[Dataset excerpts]
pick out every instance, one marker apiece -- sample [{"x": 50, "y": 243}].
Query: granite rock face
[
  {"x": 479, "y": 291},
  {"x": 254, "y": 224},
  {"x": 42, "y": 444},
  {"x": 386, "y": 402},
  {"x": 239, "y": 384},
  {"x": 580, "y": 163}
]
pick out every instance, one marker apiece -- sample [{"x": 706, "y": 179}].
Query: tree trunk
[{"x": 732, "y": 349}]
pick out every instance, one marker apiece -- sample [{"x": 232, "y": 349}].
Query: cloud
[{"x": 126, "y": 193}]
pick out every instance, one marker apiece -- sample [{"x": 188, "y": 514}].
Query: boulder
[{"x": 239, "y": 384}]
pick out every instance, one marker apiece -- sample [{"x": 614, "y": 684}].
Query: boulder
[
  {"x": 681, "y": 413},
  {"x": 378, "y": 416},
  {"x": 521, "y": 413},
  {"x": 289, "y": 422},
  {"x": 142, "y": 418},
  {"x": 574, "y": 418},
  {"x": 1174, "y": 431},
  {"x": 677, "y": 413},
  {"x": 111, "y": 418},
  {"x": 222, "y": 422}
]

Task prompt: Every entry is to be restated exactly, with no line dropped.

Task answer:
pick out every instance, one marker apiece -- sample [{"x": 50, "y": 243}].
Query: granite rock face
[
  {"x": 479, "y": 291},
  {"x": 254, "y": 224},
  {"x": 42, "y": 444},
  {"x": 386, "y": 402},
  {"x": 239, "y": 384},
  {"x": 580, "y": 163}
]
pick out every instance, one marker apiece -- sample [{"x": 706, "y": 179}].
Query: tree trunk
[{"x": 732, "y": 349}]
pick out every instance, one marker apiece -- sample [{"x": 232, "y": 349}].
Query: cloud
[{"x": 126, "y": 193}]
pick out every instance, one marker apiece -- sample [{"x": 188, "y": 514}].
Query: boulder
[{"x": 239, "y": 384}]
pick out every instance, one marker apiece -- sample [{"x": 614, "y": 684}].
Query: boulder
[
  {"x": 681, "y": 413},
  {"x": 378, "y": 416},
  {"x": 521, "y": 413},
  {"x": 289, "y": 422},
  {"x": 142, "y": 418},
  {"x": 574, "y": 418},
  {"x": 1174, "y": 431},
  {"x": 677, "y": 413},
  {"x": 111, "y": 418},
  {"x": 222, "y": 422}
]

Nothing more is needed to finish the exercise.